## Material provided
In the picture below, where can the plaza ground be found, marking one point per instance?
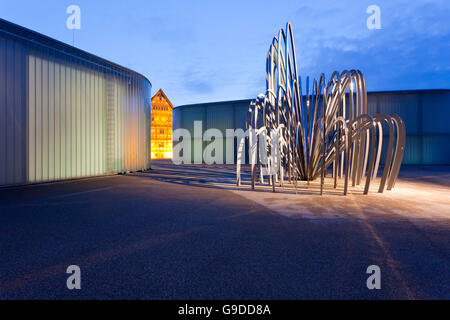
(187, 232)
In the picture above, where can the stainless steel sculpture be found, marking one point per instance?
(327, 128)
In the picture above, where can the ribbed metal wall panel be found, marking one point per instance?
(12, 112)
(55, 108)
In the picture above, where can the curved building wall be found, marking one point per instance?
(425, 112)
(66, 114)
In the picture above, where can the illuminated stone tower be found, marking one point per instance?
(162, 110)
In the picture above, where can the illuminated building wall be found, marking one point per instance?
(425, 113)
(67, 114)
(162, 143)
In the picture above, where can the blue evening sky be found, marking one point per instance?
(202, 51)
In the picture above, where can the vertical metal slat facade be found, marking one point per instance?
(66, 114)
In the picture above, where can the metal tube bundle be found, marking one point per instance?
(306, 135)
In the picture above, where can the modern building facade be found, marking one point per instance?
(425, 112)
(162, 124)
(65, 113)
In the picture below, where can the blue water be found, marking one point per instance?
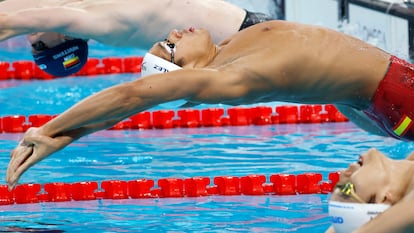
(179, 153)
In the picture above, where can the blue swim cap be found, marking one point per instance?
(64, 59)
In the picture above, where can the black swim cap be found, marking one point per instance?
(64, 59)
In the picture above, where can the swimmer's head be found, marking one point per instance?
(59, 55)
(347, 217)
(188, 48)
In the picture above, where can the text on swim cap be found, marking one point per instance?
(160, 68)
(65, 52)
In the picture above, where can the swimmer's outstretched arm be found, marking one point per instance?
(116, 103)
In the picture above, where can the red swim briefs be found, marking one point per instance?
(392, 106)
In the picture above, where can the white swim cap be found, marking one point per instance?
(347, 217)
(152, 64)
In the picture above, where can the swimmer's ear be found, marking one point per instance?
(410, 156)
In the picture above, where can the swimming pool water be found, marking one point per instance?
(178, 153)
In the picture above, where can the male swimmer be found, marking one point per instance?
(58, 29)
(374, 195)
(270, 61)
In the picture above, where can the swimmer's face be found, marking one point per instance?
(190, 46)
(42, 41)
(376, 178)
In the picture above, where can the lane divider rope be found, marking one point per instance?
(191, 118)
(28, 70)
(278, 184)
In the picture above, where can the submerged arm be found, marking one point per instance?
(112, 105)
(361, 120)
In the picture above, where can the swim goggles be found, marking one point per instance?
(171, 49)
(348, 190)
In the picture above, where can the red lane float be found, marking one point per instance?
(189, 118)
(280, 184)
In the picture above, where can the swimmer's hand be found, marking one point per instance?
(33, 148)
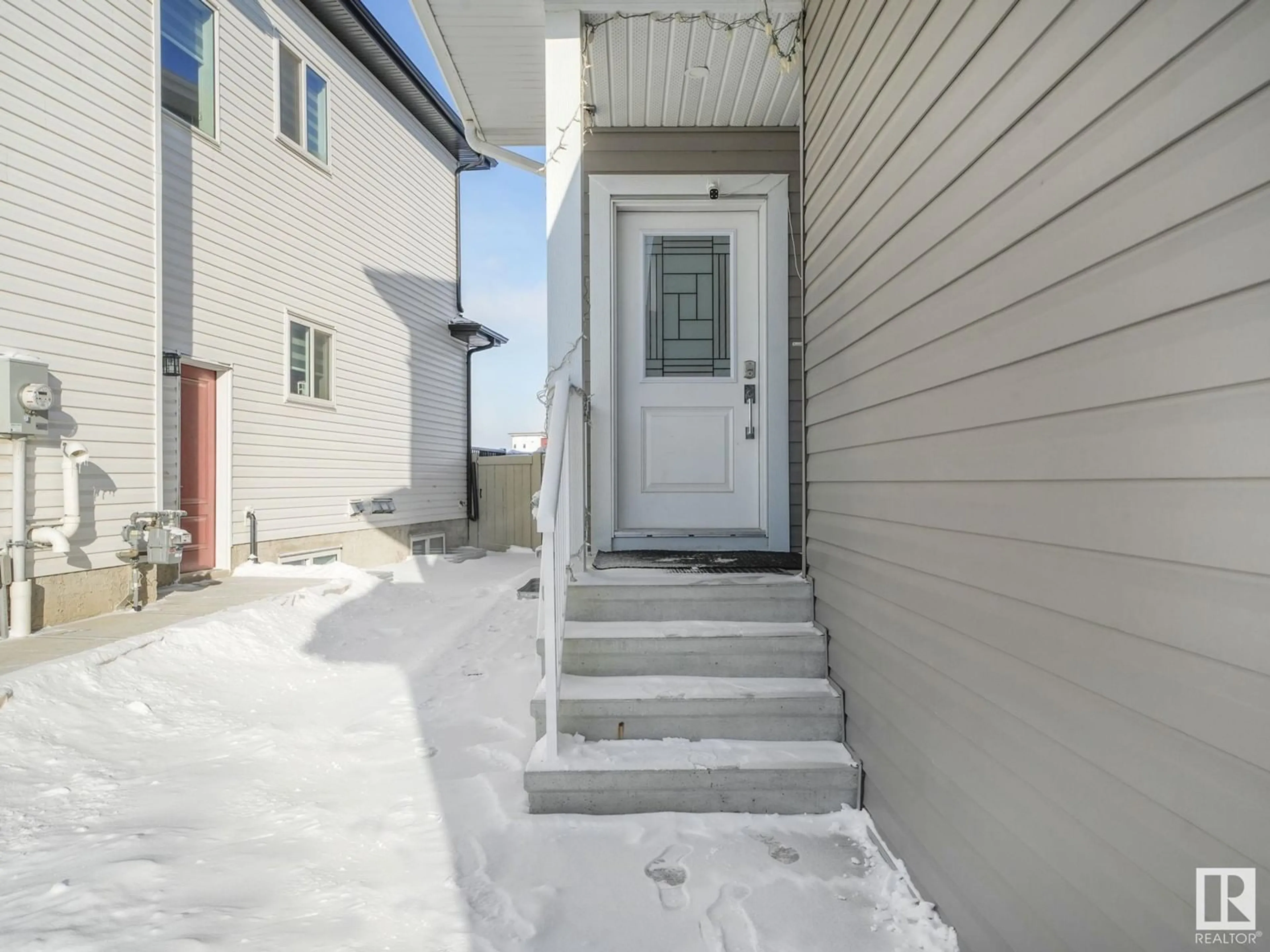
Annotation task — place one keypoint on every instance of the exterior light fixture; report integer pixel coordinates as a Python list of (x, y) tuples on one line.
[(476, 336)]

## Try it
Retype everything in the material word for word, minus pictures.

## Written response
In the picture below, where can the plaza ground be found, marking one point per instance?
(187, 232)
In the picture above, where can the stainless steel sculpture be found, marking one point per instance?
(327, 128)
In the picture above, where can the ribbed metal wall panel be found, marking one point per instance?
(12, 112)
(55, 108)
In the picture above, where can the curved building wall be found, marking one point per instance?
(425, 112)
(66, 114)
In the picture above, where can the illuminated stone tower be found, marking one point per instance?
(162, 110)
In the picture above, where can the illuminated building wall be found, marking one point per instance?
(425, 113)
(67, 114)
(162, 143)
In the picture above, where can the blue evening sky be found, marking one point per instance?
(202, 51)
In the picture above, where can the vertical metal slat facade be found, marking one point per instance?
(66, 114)
In the picture above, where can the metal tube bundle be found, marking one point per instance?
(306, 135)
In the picture above, where can the modern building facade be found, marking one point per instance?
(425, 112)
(162, 124)
(65, 113)
In the picture below, where can the blue water be found, marking one point per instance?
(179, 153)
In the picture above, where can the blue swim cap be found, marking one point per instance?
(64, 59)
In the picture above, where can the black swim cap be found, marking one point per instance?
(64, 59)
In the picture above, where can the swimmer's head be found, marking one point per instance?
(59, 55)
(347, 217)
(188, 48)
In the picture above, where can the text on swim cap be found, marking one point per instance?
(160, 68)
(65, 52)
In the picture above, where can the swimmer's outstretched arm be found, marking one point per instance?
(116, 103)
In the picture above, where can the red swim briefs be found, marking one point per instance?
(392, 106)
In the picture above, where can the white swim cap be found, marking one point per instance?
(347, 217)
(152, 64)
In the picture above, where can the swimmer's ear be found, marking one point per instance?
(410, 156)
In the picture above, where can the swimming pool water be found, marking one point per instance?
(178, 153)
In the picture above, where can the male swimmer be found, marking one point per instance?
(58, 29)
(374, 195)
(270, 61)
In the picture above, where can the swimmer's face be found, marking one point per instance?
(190, 46)
(42, 41)
(376, 178)
In the picture above, where can the lane divider rope be found, marking one point per instance?
(191, 118)
(28, 70)
(278, 184)
In the picture above, where can the submerged arm be found, marking one point per instance?
(112, 105)
(361, 120)
In the picture above, where can the swim goggles be found, marking one point per instance?
(171, 49)
(348, 190)
In the picture above, where can the red lane float be found, marking one point per instance?
(189, 118)
(280, 184)
In the picture above, where can the swimmer's hand be found, marking one point per instance?
(33, 148)
Annotation task — place one keypoint on every instance of the exterior light fixture; report integer pixel coordinates as a Python list of (x, y) tuples on one line.
[(476, 336)]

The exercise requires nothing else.